# EXTRACT PROVIDED:
Bettaforu answered your question. Desirability is and should be a personal preference but if we really want to "compare", using their market values is probably the only way to go. Because flowerhead or any crazy head gears cause suspicion of golden shrimp in the linage a lot of breeders will steer away from them, especially in Asia.

Main stream in Asia for highly valued shrimps is still hinomaru and no-entry. With heavy cull and good linage, you can see very good colour on these shrimps. There are exceptions though like in anything else in life. For example, this one with some head gears and very good colour, is priced at CAD$2300 (for one shrimp). But you can see it's not a "SSS pattern" that we would use to grade.


----------



## BBXB (Oct 7, 2012)

Thanks for the explaination Anna and randy. From what I am gathering the mosura hinomaru and no entry fetch a high dollar because they are PRL. 

But what if we assume all shrimps have golden gene, would flowerhead, no entry, crown, hinomaru just come down to personal preference or would one still fetch more over the other in the asia market?


----------



## randy (Jan 29, 2012)

BBXB said:


> Thanks for the explaination Anna and randy. From what I am gathering the mosura hinomaru and no entry fetch a high dollar because they are PRL.
> 
> But what if we assume all shrimps have golden gene, would flowerhead, no entry, crown, hinomaru just come down to personal preference or would one still fetch more over the other in the asia market?


For non pure line, price is still in the order of SSS > SS > S. But these are normally what they call "water testing shrimps", price is very low. You can normally get them a buck a piece. Because of this most breeders will just concentrate on pure lines to get their investment back.


----------



## BBXB (Oct 7, 2012)

SSS is essentially flowerhead? We are getting ripped off over here lol


----------



## randy (Jan 29, 2012)

BBXB said:


> SSS is essentially flowerhead? We are getting ripped off over here lol


No, those water testing shrimps are very bad in quality. A buck a piece gets you what's paid for. They use these shrimps to test a newly cycled tank before introducing higher end shrimps. The exported shrimps (what we see here) are mostly selected from the average thus what you see available here are usually of a higher quality than those water tester.

We're basically stuck in the middle quality with little access to higher end but we don't usually see the lowest end either.

# LISTING:
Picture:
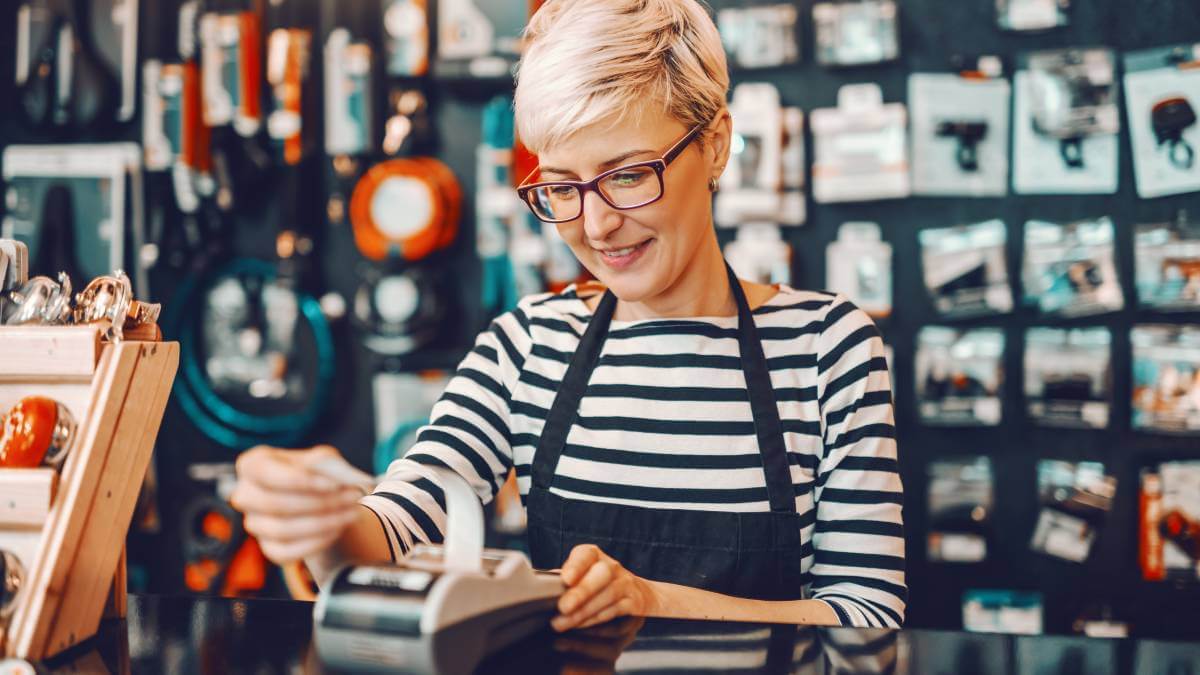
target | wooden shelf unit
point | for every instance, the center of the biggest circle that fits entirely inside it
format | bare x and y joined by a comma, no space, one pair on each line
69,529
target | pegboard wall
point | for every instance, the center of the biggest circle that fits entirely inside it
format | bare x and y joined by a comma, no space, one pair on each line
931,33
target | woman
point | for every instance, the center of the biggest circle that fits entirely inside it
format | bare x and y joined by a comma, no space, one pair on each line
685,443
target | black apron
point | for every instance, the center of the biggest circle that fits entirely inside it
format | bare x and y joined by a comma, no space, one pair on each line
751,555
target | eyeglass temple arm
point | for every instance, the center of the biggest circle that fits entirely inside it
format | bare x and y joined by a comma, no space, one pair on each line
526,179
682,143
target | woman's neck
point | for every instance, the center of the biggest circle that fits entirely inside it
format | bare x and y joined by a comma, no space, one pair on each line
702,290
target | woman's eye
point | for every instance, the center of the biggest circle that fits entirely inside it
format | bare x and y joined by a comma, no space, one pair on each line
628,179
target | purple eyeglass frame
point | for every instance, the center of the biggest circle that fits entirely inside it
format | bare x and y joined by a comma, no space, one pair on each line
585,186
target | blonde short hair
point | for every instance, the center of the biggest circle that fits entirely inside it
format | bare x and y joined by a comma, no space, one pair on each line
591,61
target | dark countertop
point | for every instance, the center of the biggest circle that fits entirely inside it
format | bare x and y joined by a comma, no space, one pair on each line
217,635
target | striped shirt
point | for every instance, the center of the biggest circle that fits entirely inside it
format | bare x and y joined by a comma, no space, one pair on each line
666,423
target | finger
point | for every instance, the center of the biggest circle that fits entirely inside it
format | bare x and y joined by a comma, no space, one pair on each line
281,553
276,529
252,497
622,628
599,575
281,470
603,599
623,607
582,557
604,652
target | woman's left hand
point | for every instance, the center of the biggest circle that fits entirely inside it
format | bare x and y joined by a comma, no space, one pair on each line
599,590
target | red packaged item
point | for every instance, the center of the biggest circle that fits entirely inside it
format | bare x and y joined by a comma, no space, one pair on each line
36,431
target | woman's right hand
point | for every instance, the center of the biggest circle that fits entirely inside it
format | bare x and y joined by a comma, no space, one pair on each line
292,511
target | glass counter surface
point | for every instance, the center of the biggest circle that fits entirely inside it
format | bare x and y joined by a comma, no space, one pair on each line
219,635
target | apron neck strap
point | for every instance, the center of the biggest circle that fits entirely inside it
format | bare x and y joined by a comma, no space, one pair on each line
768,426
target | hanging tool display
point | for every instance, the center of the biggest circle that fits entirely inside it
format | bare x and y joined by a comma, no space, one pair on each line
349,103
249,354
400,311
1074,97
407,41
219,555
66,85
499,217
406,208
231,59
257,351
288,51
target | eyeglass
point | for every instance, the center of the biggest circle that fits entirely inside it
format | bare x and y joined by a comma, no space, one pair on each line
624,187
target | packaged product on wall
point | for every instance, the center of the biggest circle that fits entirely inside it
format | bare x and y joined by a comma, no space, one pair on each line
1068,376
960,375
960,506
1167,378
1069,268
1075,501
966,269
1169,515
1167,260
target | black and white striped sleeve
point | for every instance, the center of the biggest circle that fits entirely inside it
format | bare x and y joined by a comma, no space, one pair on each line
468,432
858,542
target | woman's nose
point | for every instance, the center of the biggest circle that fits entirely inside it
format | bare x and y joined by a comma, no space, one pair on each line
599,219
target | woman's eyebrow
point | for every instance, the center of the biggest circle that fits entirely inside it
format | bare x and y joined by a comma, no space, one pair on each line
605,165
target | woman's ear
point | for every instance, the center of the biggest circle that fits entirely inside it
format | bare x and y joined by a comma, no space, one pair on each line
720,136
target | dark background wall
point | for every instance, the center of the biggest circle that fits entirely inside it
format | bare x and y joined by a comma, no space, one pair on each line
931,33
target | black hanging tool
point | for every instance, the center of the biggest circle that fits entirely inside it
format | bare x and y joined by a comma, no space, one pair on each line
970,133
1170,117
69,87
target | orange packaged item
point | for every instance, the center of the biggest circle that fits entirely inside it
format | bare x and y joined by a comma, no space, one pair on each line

# TASKS TO COMPLETE:
[A] Please render the records from the line containing "target | dark background wall" through the end of the records as a JSON list of strings, one string per line, with blank lines omitted.
[B] Continue the forum thread on shrimp grades and prices from where it stops.

# SOLVED TASKS:
[A]
[
  "target | dark background wall",
  "point | for every instance, the center of the biggest circle that fits entirely inside it",
  "format | bare x and y joined by a comma, no space, one pair on each line",
  "931,33",
  "target | black hanging tool",
  "point | for every instance, the center of the biggest circle that fits entirely inside it",
  "format | bare x and y joined by a comma, no space, one pair on each line",
  "970,133",
  "1170,117",
  "69,87",
  "target | orange packaged item",
  "point | for every instance, the center of the biggest circle that fits entirely inside it",
  "format | bare x and y joined by a comma, no space, one pair on each line"
]

[B]
SSS is NOT flowerhead. SSS grade is those crystal shrimps with no or nearly no marking on the back. Flowerhead sometimes are called SSS+ here in North America, or what they call K14 (see chart). Flowerhead are SSS with the specified head gears. Regular SSS would just be K12. I have not seen many flowerhead available around here, you can probably special order or order from other places to get these. It took me a lot of effort to get the shrimps in the pictures. There isn't a big market for high end or "special grade" crystal shrimps in Canada yet, but that may change as the hobby gets more and more popular. Some day, maybe just some day.


----------



## bettaforu (Sep 6, 2009)

In Germany the K14 is not a flowerhead but a specifically bred shrimp which ONLY produces what the Germans call a "Smiley face" One red dot followed by a red lip. Here is the picture of what it looks like.

These are extremely hard to come by and I have searched all over to find them, but could only get them in Germany! The ones I have seen in the US are NOT of the same quality and are more like a regular flowerhead.


----------



## randy (Jan 29, 2012)

Hi Anna, I use this as my guide for Germany grading. The link will take you to the English translation.

http://translate.google.com/translate?langpair=de|en&twu=1&u=http://crystal-red.de/aussehen.htm


----------



## bettaforu (Sep 6, 2009)

Yes I saw that one before, but when I asked several breeders about K14's in Germany they told me these were called Smiley Faces, like the one I pictured.

I tried to get them sent over here but the shipping costs were just way over the top.

I just call those straight flowerheads, but its all one and the same really, they are all high end mosuras and very hard to come by these days.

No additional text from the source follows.